STATED EXERCISE.
Write the next part of the news article below about Lyles and his Saints arena football team, starting after its final sentence.

Start of EXTRACT

Arena football is played indoors, typically in ice hockey arenas, with eight players on a side instead of the 11 found in college and NFL play. The field is 85 feet wide and 200 feet long, with a scrimmage area 50 yards long, half that of the NFL.
Lyles said he had also played on the Philadelphia Soul arena football team, and was a bishop and the senior pastor of a church in his native Houston.
The Saints' website also reported that he had studied at the University of Houston and held master's and doctoral degrees in theology.
But reporting by The Inquirer revealed that Lyles' Texas-size talk and flash did not match the truth of his claims.
Two days after The Inquirer sent certified letters asking him to explain why the Patriots, the Philadelphia Soul arena football team, and the University of Houston had no record of him, and why the Liacouras Center reported "no contract or agreement" with the Saints, and why the team's payroll checks were bouncing, Lyles said in an interview Monday he was folding the team.

End of EXTRACT
Start of INFORMATION GIVEN

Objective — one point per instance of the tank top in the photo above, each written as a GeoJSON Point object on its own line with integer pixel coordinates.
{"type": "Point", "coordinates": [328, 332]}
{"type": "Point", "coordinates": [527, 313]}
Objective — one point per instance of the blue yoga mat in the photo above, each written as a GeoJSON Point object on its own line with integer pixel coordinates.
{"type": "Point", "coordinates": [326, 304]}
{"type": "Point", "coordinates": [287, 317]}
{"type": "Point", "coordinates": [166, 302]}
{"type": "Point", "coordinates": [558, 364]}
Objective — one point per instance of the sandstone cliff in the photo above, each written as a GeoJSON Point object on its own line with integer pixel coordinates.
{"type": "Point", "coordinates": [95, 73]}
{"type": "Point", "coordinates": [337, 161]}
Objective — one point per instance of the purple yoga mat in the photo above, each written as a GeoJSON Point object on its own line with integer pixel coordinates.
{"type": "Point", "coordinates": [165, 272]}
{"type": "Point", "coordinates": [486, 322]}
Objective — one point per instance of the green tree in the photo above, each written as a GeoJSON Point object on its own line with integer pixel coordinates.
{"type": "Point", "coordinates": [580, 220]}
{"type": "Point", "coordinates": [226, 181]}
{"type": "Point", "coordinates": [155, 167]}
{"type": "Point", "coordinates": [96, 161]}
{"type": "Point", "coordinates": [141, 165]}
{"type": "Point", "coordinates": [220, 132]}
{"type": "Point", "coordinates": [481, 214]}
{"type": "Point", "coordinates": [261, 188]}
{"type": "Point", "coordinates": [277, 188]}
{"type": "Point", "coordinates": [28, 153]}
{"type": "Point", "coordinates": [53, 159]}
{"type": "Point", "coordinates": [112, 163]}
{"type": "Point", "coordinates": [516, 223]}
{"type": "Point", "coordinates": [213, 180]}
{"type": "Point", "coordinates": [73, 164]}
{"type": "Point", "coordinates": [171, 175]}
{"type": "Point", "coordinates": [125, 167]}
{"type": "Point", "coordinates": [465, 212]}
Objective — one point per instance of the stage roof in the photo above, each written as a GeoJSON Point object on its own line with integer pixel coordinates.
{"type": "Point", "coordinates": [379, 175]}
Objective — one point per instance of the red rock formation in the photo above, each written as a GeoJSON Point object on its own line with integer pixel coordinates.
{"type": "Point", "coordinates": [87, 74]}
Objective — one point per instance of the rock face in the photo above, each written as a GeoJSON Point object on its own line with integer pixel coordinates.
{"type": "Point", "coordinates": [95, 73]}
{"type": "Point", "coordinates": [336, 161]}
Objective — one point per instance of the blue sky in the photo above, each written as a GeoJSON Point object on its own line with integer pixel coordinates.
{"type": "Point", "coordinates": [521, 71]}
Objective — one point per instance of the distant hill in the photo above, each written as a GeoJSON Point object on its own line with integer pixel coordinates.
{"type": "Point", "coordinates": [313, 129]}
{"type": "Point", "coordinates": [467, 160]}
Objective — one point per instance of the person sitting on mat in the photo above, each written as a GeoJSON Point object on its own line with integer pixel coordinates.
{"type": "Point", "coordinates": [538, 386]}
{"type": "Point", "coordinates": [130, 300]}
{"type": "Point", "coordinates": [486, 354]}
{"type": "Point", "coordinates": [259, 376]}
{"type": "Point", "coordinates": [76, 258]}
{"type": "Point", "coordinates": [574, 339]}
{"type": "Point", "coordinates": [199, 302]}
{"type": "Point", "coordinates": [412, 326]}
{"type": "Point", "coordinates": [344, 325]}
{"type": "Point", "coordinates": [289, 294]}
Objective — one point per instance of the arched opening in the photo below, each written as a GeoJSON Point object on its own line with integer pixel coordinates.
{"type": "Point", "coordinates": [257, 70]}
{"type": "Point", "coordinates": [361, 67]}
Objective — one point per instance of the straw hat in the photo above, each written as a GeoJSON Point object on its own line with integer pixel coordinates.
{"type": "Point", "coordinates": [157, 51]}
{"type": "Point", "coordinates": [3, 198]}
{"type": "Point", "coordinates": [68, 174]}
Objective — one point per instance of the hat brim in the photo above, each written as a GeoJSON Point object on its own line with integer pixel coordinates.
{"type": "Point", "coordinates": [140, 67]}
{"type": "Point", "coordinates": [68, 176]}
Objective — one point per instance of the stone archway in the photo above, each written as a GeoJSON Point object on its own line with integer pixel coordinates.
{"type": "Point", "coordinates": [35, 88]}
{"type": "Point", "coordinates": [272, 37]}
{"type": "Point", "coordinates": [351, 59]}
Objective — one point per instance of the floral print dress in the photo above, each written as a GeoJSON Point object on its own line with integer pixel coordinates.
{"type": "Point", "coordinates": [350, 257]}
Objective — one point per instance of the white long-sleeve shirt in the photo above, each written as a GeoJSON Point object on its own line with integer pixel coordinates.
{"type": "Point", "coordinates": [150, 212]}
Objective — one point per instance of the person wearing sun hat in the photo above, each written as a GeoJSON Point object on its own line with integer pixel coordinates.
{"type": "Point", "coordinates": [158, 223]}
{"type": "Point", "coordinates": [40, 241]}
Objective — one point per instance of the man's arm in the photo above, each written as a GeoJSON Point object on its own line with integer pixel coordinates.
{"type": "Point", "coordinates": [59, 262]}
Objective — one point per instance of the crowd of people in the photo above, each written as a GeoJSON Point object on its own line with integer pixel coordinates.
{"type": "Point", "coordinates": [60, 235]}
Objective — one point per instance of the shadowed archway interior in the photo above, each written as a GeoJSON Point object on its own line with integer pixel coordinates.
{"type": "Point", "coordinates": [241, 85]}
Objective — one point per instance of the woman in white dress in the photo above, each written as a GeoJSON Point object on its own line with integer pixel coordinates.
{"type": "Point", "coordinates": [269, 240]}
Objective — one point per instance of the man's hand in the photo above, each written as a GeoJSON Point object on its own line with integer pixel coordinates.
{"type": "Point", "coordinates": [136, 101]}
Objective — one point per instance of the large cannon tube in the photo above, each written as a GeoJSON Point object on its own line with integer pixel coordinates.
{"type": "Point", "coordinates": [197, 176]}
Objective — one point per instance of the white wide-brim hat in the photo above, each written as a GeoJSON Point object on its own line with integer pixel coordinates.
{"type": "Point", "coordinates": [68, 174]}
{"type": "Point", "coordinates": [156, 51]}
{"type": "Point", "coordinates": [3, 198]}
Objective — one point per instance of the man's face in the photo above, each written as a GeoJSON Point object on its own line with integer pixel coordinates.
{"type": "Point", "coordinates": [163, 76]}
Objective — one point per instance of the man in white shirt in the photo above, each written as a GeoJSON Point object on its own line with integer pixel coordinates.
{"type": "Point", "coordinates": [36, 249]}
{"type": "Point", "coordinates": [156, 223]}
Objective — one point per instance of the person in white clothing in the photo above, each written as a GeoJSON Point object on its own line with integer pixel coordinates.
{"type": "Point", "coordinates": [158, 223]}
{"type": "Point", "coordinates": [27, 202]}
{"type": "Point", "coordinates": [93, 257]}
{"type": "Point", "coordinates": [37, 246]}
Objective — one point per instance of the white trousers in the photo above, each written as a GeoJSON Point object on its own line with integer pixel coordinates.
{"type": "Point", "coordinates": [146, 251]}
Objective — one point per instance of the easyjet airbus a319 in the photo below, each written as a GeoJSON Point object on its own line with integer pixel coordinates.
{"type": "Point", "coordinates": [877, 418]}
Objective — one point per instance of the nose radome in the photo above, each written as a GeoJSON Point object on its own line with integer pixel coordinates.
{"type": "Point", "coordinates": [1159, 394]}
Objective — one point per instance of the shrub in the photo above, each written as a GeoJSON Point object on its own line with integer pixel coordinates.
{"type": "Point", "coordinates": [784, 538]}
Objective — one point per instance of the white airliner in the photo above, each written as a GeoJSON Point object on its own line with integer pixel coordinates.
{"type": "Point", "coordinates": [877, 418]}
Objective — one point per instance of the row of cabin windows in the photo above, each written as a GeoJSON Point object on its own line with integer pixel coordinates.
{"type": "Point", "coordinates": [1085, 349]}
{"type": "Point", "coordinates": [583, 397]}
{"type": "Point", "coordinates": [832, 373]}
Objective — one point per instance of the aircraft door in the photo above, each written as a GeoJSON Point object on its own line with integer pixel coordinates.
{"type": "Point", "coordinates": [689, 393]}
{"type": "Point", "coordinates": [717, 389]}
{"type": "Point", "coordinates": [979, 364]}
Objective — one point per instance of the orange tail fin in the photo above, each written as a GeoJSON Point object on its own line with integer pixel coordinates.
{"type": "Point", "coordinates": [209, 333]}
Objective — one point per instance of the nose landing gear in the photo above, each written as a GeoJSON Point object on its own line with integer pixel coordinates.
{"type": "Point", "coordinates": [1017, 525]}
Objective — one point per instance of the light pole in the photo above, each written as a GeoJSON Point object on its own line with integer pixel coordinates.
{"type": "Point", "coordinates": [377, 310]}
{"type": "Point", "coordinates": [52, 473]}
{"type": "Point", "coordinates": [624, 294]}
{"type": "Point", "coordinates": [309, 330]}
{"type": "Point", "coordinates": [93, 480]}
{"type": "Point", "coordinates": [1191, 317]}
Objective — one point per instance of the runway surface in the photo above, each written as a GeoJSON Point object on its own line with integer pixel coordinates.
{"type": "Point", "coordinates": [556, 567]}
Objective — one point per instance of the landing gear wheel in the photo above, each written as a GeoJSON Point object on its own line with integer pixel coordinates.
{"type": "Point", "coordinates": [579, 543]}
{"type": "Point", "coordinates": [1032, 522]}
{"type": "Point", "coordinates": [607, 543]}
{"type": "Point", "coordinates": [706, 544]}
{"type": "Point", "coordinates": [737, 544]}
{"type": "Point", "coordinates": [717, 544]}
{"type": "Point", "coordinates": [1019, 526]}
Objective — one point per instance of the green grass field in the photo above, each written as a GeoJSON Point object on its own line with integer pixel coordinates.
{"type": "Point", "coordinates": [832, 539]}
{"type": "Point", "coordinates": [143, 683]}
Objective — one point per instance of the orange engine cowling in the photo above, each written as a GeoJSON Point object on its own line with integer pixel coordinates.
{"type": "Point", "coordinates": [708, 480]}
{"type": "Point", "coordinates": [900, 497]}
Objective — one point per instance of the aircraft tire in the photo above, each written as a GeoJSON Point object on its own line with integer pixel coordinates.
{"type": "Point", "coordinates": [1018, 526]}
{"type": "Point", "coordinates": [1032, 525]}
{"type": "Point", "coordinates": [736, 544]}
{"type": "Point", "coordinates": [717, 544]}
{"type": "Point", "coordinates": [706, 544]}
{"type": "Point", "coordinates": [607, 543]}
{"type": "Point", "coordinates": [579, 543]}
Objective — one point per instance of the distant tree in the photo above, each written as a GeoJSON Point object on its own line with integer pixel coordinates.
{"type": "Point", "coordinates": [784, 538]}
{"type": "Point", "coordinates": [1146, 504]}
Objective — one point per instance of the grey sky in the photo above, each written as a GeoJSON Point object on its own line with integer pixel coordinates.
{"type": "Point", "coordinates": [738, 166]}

End of INFORMATION GIVEN

TASK ANSWER.
"The Saints are no more," he said, sitting at an outdoor table at the Mount Laurel Starbucks on Fellowship Road. "People feel they can't trust me."
He at first blamed the team's demise on The Inquirer for seeking to verify the claims on his resumé. "There was too much bad publicity," he said.
When told that The Inquirer had not circulated any of its findings, he then blamed former employees and a consultant for "bad-mouthing" him.
Then he admitted the Super Bowl ring was a fake - part of the image he hoped would win the financial backing he needed to build a team.
"The whole thing with the Patriots, that was something that was put up, something to make me look a lot better to people," he said, and shrugged. "People make mistakes."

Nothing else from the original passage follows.